Source records -
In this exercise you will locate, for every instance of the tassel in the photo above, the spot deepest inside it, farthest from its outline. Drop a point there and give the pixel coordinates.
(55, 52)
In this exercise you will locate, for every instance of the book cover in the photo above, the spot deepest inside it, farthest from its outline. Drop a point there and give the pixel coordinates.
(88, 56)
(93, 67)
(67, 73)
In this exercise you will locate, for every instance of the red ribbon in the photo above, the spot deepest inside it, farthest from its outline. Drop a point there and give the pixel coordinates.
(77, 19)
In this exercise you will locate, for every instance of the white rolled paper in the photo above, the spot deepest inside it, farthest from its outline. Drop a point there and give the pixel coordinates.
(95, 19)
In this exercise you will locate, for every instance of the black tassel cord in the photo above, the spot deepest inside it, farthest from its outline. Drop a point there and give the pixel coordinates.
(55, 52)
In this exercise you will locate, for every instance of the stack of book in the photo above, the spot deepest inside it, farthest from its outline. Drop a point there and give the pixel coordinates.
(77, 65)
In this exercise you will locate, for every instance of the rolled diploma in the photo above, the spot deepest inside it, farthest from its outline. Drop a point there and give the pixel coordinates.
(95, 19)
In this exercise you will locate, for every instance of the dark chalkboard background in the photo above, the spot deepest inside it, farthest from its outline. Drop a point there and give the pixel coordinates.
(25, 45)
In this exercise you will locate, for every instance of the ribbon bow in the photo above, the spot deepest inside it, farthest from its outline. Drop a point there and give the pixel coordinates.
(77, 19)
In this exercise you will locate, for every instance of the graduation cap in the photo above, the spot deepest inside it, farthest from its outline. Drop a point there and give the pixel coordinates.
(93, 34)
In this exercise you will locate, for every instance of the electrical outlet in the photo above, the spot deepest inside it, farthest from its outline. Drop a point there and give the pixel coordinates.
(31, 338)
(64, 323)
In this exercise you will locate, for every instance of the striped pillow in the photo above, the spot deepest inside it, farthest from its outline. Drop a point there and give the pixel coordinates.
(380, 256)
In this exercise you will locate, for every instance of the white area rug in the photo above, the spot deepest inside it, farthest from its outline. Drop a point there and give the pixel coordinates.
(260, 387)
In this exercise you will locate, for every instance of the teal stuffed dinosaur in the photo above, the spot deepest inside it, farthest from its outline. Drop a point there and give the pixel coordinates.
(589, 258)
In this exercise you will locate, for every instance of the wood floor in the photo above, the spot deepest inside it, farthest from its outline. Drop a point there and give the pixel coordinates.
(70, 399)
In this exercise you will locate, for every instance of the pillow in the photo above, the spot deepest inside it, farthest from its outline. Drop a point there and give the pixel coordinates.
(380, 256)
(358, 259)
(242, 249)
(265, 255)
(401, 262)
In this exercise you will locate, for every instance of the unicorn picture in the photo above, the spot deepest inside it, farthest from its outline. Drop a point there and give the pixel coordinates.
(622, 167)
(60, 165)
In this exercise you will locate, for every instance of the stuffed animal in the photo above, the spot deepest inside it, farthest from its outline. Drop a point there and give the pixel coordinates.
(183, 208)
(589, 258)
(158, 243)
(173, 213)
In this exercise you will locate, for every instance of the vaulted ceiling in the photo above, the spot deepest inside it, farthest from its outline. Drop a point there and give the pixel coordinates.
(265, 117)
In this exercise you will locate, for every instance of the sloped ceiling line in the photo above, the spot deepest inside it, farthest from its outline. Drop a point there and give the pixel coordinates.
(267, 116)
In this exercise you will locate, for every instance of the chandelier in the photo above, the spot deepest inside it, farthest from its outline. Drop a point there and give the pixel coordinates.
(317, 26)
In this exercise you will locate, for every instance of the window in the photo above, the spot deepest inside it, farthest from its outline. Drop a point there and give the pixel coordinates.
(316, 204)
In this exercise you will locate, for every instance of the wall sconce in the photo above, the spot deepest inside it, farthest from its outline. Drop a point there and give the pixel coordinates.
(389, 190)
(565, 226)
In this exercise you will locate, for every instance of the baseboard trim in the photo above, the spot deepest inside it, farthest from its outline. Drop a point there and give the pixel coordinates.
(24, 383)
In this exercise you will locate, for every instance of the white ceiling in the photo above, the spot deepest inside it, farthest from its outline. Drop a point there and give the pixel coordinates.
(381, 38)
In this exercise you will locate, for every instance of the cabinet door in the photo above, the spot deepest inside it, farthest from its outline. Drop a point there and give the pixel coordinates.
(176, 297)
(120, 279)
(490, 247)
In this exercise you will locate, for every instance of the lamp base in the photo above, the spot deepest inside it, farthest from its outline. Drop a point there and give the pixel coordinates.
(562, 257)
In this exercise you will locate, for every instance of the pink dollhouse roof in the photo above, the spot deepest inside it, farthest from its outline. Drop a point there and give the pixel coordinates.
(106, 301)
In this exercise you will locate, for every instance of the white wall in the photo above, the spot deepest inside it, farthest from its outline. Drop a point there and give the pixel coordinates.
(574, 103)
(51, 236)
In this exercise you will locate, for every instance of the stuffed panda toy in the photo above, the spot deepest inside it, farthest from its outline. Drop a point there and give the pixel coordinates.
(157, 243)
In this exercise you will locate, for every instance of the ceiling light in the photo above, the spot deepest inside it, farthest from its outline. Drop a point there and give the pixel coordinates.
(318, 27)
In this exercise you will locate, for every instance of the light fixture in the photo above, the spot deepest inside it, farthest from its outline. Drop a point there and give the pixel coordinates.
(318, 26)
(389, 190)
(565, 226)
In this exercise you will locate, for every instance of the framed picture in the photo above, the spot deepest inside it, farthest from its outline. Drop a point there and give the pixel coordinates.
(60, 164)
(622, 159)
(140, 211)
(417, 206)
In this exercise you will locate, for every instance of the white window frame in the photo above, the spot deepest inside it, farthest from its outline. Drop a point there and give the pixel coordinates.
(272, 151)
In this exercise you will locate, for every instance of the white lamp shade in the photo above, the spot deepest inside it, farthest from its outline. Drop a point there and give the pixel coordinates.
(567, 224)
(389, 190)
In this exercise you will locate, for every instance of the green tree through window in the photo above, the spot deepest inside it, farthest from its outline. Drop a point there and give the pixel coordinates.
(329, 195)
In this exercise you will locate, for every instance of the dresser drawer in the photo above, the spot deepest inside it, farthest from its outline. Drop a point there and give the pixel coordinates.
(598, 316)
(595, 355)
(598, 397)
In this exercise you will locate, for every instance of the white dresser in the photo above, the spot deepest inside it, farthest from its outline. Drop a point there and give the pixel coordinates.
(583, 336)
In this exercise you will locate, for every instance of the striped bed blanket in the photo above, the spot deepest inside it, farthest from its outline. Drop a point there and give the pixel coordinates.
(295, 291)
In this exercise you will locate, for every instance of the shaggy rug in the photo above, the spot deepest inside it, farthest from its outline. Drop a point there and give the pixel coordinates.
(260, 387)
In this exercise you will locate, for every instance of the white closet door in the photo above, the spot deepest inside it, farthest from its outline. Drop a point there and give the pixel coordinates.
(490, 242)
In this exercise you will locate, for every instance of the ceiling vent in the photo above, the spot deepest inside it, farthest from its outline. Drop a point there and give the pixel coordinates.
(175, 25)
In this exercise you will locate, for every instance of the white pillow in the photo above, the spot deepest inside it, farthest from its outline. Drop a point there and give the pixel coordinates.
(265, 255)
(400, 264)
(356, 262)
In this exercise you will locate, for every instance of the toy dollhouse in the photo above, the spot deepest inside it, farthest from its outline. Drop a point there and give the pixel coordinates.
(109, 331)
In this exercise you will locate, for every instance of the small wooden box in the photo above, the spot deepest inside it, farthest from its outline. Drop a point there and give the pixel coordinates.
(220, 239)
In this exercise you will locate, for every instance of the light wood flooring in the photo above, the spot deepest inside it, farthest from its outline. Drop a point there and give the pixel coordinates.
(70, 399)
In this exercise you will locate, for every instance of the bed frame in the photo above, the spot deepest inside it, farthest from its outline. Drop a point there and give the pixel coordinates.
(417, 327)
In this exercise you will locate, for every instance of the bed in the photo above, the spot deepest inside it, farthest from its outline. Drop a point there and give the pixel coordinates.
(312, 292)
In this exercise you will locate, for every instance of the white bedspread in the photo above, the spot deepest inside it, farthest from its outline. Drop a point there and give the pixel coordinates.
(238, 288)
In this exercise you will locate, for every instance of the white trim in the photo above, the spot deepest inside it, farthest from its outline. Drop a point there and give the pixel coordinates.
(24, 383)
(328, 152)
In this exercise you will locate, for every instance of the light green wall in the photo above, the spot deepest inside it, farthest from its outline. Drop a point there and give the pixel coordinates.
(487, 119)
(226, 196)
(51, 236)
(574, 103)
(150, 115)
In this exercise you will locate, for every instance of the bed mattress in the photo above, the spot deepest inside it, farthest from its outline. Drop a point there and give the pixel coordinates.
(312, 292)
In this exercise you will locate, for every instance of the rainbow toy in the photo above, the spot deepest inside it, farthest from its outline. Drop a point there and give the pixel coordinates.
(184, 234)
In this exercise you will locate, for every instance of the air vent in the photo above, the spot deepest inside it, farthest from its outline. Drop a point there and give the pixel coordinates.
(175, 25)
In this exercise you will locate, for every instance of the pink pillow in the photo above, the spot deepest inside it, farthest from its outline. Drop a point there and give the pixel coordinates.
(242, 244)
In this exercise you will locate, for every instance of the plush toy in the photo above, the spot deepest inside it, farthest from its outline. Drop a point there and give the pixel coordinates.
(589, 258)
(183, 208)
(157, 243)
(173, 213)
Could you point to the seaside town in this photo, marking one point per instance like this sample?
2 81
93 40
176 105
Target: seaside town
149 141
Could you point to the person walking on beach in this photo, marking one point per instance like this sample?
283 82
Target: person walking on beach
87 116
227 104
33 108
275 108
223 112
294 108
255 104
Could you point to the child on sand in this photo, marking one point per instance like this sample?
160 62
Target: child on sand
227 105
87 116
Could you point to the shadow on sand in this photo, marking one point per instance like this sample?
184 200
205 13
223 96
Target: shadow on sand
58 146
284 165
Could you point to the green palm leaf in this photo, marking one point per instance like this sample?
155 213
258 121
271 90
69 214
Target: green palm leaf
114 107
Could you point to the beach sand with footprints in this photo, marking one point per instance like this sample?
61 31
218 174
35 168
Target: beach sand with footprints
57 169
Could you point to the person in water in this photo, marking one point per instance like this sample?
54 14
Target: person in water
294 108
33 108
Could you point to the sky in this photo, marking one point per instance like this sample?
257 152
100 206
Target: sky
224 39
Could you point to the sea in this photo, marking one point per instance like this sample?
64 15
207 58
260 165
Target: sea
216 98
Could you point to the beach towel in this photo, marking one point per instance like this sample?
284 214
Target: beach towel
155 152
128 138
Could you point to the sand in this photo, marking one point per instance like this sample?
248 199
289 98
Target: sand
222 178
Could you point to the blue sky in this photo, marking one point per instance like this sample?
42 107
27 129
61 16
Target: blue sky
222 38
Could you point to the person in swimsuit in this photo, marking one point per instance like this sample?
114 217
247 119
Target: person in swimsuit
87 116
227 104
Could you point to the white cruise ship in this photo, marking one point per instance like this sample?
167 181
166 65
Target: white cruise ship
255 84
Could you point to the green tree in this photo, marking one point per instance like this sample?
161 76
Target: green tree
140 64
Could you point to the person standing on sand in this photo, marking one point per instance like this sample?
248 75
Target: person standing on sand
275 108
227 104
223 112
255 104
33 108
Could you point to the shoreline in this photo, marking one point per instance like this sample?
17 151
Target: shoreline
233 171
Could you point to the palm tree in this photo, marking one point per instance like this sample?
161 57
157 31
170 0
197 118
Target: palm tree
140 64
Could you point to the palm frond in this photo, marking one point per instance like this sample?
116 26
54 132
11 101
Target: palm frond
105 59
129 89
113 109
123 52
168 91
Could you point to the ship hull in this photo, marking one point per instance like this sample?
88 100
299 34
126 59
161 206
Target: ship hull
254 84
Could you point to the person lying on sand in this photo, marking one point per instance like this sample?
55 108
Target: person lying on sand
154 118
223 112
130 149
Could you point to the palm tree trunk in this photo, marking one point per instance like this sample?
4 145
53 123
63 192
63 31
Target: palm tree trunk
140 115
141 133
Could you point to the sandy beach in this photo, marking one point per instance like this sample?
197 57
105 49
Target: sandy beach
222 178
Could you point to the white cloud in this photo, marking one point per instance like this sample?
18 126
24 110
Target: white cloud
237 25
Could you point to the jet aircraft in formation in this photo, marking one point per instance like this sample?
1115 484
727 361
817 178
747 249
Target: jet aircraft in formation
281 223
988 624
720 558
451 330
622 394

Directions - Return, unchanged, the run of lines above that opens with the line containing "Target: palm frond" and closes with the line containing "Could you point to the sandy". Include both.

Answer -
Target: palm frond
105 59
129 89
113 109
123 52
168 91
Could you point to the ship hull in this photo, marking one point per instance like this sample?
88 100
299 34
126 59
161 206
Target: ship hull
254 84
Could you point to the person lying on sand in this photo, marking one point per instance like this sample?
55 108
Target: person lying on sand
154 118
223 112
130 149
Could you point to the palm tree trunk in this photo, marking one point per instance like this sample?
4 145
53 123
63 192
63 31
Target: palm tree trunk
140 115
141 133
Could you point to the sandy beach in this photo, marking one point per instance like this sample?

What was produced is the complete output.